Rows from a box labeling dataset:
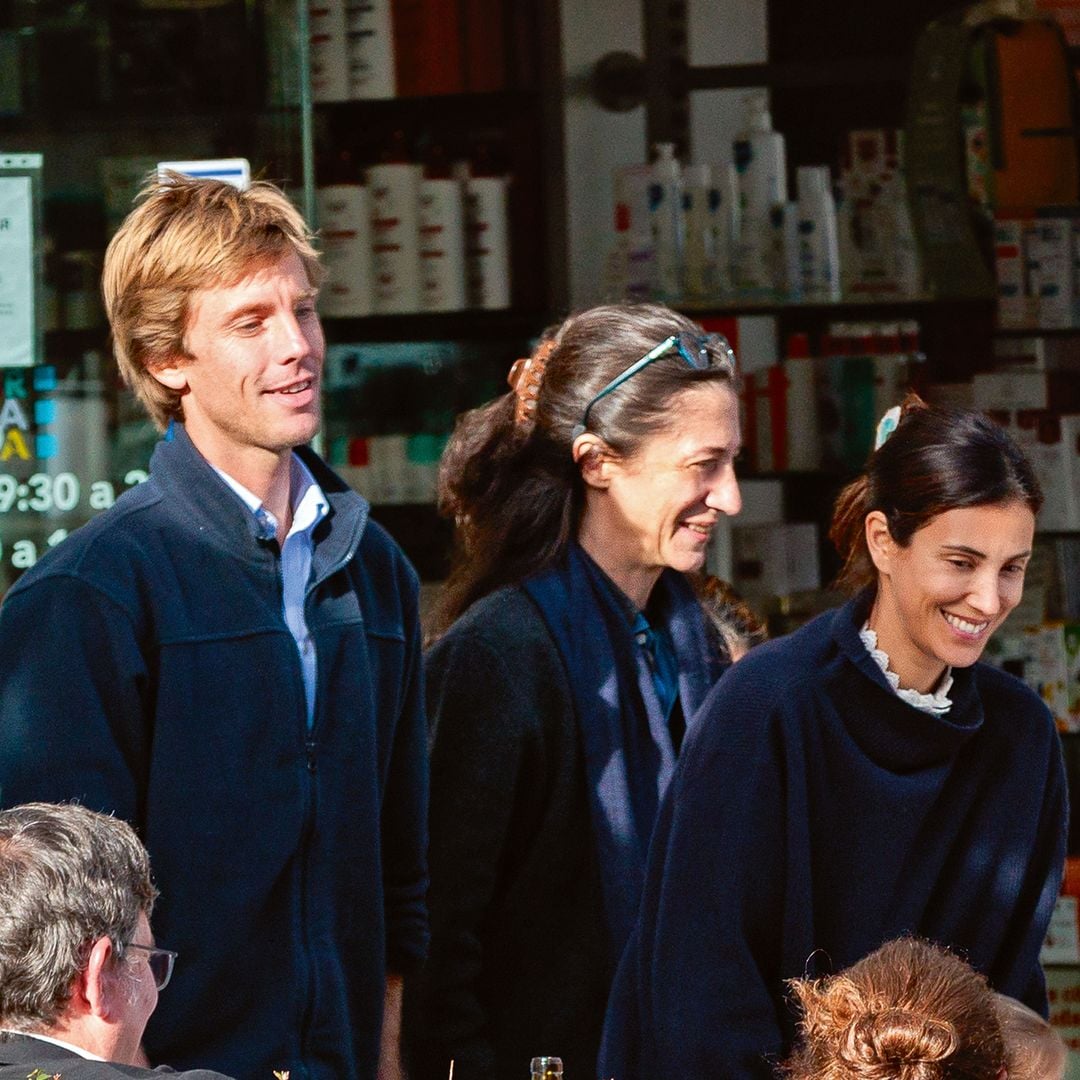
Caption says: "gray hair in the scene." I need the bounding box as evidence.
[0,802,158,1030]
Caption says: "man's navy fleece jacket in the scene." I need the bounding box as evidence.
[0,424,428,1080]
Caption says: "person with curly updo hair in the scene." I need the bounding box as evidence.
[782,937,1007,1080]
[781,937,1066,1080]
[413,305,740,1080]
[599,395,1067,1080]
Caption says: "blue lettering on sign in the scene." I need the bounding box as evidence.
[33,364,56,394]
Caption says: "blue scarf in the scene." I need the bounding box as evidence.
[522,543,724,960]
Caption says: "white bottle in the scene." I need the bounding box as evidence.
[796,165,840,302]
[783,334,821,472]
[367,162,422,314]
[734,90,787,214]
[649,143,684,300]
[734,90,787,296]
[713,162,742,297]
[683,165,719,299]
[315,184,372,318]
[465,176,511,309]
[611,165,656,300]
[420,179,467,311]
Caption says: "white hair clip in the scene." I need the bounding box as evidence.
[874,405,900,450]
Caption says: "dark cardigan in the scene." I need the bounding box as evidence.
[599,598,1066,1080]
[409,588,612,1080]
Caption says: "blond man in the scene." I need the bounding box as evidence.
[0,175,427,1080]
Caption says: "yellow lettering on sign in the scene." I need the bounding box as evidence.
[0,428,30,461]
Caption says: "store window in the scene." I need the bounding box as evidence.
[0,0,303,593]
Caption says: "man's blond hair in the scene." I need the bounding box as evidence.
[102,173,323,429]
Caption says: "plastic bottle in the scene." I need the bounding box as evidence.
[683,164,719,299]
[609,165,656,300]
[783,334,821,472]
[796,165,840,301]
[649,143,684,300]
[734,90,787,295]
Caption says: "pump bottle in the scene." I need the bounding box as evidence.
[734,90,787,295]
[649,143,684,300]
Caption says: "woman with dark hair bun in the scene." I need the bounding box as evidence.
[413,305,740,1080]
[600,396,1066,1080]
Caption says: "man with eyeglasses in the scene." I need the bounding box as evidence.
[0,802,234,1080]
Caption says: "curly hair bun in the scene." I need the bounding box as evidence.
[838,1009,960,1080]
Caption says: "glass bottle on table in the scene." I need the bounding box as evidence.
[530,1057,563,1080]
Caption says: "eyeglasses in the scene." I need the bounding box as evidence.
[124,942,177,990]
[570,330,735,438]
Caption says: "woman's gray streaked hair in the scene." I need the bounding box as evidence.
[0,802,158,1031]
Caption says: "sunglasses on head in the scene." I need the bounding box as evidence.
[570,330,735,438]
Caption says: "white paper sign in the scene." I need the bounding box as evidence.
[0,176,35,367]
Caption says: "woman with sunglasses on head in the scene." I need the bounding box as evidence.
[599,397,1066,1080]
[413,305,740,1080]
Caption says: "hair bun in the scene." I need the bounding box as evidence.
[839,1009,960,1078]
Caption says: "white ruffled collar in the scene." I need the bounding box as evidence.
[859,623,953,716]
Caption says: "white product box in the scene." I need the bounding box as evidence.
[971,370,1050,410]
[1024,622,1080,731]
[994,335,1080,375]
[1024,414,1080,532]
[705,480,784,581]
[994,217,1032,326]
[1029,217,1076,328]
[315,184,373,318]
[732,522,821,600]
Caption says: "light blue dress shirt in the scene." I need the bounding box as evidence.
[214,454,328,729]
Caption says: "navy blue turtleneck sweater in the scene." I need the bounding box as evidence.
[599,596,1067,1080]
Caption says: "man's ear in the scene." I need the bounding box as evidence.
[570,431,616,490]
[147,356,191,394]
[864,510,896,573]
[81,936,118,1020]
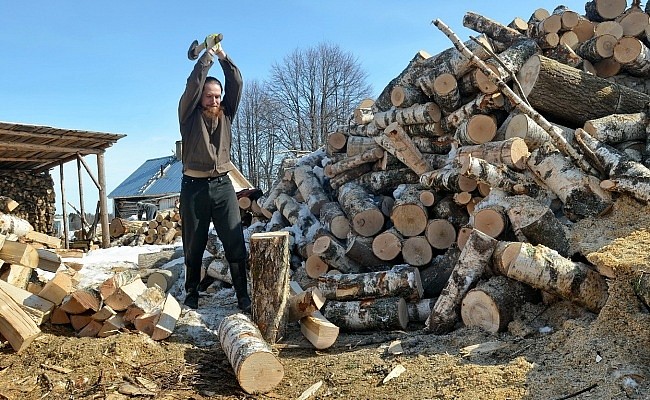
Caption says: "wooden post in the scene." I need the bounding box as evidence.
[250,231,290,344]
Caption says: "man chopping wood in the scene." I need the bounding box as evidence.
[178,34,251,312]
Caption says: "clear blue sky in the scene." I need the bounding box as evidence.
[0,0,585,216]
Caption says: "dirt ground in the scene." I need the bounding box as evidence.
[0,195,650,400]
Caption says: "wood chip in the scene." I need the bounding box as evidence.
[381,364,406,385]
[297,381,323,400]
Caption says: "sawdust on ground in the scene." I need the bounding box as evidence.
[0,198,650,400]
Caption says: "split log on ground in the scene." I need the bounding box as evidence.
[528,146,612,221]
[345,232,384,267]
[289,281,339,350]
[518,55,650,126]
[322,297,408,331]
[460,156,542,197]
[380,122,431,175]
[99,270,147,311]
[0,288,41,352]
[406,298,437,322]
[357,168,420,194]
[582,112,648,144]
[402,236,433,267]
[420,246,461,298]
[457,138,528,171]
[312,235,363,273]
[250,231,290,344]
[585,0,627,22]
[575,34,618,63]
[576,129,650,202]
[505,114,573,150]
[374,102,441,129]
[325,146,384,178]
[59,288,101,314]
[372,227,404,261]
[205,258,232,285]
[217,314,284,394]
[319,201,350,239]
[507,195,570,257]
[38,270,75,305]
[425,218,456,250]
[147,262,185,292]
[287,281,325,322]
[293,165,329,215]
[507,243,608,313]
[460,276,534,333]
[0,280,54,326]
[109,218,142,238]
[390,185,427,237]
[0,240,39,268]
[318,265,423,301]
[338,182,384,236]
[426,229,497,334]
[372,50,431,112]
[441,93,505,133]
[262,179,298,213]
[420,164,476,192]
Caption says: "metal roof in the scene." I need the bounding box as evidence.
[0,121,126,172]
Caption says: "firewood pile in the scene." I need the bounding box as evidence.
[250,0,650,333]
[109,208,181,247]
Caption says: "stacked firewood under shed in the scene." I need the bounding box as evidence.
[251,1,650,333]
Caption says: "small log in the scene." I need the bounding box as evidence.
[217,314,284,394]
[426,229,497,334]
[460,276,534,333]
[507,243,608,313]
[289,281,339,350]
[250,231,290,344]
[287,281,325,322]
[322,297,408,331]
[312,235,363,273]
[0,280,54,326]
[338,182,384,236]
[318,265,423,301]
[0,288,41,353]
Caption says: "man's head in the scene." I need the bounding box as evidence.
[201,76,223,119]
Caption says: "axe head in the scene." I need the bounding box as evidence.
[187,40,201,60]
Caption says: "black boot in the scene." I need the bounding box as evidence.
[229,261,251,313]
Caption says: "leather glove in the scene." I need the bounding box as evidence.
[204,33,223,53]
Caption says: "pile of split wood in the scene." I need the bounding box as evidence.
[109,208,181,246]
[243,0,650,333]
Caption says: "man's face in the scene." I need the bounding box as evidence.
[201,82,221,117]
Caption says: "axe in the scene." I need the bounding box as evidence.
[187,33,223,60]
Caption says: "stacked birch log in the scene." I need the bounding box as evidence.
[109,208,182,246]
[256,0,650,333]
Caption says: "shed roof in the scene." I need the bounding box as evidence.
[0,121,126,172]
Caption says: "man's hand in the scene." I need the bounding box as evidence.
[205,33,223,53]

What is required. Select and copy each line in the records above that contains the word "blue".

Finished exercise.
Caption says: "blue lettering on sign in the scene." I need the bounding box as evidence.
Caption says: "blue scarf in the scene." I need the bounding box as evidence.
Caption says: "light blue dress shirt in the scene." I need the bounding box as evidence.
Caption says: "navy blue turtleneck sweater in the scene." I need the bounding box as evidence.
Caption says: "clear blue sky in the scene." I need the bounding box as evidence.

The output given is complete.